• [WORK ITEM] Turn the records, from the line containing "102L278 104L281 101L275" through the end of the records, into a JSON list of strings with one string per line and no blank lines.

━━━

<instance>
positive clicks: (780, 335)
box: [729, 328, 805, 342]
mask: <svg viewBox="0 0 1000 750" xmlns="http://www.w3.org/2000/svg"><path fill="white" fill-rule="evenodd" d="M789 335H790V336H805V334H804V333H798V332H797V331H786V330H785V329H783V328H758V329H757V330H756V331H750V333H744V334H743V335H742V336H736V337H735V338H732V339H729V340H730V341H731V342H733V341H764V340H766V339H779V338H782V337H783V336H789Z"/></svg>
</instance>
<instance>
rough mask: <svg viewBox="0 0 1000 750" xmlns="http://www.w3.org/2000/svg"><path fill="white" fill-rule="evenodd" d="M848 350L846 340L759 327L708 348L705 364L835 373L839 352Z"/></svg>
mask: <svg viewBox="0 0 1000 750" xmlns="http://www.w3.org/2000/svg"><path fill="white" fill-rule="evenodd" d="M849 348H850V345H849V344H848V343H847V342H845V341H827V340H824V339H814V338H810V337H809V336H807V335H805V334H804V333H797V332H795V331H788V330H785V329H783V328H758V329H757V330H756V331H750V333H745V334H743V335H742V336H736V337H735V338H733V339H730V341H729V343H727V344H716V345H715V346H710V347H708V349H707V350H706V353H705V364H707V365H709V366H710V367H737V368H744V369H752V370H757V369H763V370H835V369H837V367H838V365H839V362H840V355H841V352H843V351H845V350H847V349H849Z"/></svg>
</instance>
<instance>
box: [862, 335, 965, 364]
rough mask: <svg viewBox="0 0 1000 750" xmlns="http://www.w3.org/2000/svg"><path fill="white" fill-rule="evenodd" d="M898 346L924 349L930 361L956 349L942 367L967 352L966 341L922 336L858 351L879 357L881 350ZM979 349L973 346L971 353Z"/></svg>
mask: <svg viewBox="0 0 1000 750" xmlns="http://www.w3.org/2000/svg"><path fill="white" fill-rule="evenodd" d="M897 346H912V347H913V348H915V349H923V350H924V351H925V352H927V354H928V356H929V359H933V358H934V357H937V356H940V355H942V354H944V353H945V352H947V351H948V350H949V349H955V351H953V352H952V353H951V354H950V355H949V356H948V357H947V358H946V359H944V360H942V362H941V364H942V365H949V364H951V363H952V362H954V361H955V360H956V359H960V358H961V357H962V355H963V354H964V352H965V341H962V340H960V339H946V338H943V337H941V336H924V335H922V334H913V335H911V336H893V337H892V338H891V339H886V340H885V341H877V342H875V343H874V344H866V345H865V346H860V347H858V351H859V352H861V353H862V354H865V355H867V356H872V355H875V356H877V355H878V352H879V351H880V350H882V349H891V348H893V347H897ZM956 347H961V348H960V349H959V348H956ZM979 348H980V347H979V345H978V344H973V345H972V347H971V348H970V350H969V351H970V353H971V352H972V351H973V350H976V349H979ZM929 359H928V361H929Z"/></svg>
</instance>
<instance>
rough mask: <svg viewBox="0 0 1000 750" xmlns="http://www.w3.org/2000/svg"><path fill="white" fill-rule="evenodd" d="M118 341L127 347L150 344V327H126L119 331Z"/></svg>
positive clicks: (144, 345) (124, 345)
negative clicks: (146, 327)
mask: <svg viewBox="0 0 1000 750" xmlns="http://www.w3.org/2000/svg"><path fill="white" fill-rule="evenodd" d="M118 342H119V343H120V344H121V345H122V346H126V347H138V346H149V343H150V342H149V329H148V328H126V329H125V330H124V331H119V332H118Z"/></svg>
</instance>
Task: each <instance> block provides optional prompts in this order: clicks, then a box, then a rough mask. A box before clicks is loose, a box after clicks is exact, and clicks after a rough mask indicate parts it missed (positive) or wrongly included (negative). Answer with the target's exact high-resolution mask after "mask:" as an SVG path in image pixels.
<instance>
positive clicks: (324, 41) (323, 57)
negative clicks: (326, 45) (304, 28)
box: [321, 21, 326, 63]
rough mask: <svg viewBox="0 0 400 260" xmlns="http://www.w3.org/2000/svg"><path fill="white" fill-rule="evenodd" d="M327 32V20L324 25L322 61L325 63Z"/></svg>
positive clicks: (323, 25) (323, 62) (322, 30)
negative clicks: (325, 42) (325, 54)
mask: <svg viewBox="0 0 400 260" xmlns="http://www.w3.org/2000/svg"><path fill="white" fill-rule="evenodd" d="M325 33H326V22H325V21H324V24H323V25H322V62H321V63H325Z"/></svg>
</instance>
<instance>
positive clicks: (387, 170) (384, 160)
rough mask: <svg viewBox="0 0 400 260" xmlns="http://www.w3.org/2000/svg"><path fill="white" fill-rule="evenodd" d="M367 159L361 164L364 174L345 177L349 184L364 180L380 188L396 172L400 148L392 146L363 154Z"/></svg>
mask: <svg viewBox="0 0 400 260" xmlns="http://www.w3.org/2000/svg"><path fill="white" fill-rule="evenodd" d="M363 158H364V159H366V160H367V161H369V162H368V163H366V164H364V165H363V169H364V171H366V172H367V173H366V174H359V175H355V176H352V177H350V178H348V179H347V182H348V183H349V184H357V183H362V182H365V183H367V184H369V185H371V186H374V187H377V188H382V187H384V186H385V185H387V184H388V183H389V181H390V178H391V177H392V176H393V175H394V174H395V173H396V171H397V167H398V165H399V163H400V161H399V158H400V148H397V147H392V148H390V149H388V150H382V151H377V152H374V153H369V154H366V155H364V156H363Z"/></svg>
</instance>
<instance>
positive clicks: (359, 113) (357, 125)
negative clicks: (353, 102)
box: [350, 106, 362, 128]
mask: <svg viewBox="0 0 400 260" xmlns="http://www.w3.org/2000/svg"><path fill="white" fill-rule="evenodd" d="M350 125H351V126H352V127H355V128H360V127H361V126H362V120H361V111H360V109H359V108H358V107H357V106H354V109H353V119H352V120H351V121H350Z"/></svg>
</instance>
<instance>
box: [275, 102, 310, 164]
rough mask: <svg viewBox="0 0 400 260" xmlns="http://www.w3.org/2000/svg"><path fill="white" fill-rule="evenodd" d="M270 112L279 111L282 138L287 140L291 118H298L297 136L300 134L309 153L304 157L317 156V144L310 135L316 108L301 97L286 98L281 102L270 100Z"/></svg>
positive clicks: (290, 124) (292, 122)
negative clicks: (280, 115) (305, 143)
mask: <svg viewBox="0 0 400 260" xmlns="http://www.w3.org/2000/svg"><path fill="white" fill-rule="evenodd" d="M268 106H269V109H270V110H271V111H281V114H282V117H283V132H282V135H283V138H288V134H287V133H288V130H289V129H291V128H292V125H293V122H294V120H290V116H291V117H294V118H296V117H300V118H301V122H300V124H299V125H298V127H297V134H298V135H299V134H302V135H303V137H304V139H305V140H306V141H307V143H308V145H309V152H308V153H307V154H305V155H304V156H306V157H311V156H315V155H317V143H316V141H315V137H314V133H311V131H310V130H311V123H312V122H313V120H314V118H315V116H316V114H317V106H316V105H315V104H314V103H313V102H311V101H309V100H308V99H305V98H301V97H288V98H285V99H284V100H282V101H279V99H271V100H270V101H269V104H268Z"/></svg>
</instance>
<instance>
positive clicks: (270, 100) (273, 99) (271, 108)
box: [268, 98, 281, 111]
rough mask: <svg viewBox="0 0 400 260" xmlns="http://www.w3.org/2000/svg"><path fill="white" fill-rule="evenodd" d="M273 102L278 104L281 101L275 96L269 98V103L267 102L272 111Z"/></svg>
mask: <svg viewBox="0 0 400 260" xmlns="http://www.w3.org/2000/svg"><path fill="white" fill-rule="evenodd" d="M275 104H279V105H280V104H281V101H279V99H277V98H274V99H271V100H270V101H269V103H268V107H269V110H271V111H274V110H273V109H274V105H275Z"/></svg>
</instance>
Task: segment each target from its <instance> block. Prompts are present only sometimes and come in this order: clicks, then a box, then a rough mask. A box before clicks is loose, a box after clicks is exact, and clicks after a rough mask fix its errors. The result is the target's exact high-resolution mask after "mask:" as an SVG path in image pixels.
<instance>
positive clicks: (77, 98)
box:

━━━

• [OUTPUT BELOW]
[
  "rough mask: <svg viewBox=\"0 0 400 260\" xmlns=\"http://www.w3.org/2000/svg\"><path fill=\"white\" fill-rule=\"evenodd\" d=\"M273 102L278 104L281 101L275 96L269 98V103L267 102L272 111Z\"/></svg>",
  "mask: <svg viewBox=\"0 0 400 260\" xmlns=\"http://www.w3.org/2000/svg\"><path fill=\"white\" fill-rule=\"evenodd\" d=\"M275 104H279V105H280V104H281V101H279V99H277V98H274V99H271V100H270V101H269V103H268V107H269V110H271V111H274V110H273V109H274V105H275Z\"/></svg>",
  "</instance>",
  "Task: segment each target from its <instance> block. Prompts are present only sometimes and come in this order: clicks, then a box, then a rough mask. A box before clicks is loose, a box after clicks is exact, and clicks after a rough mask fix its errors. The result is the target's exact high-resolution mask after \"mask:\" as an SVG path in image pixels.",
  "<instance>",
  "positive clicks: (77, 98)",
  "box:"
]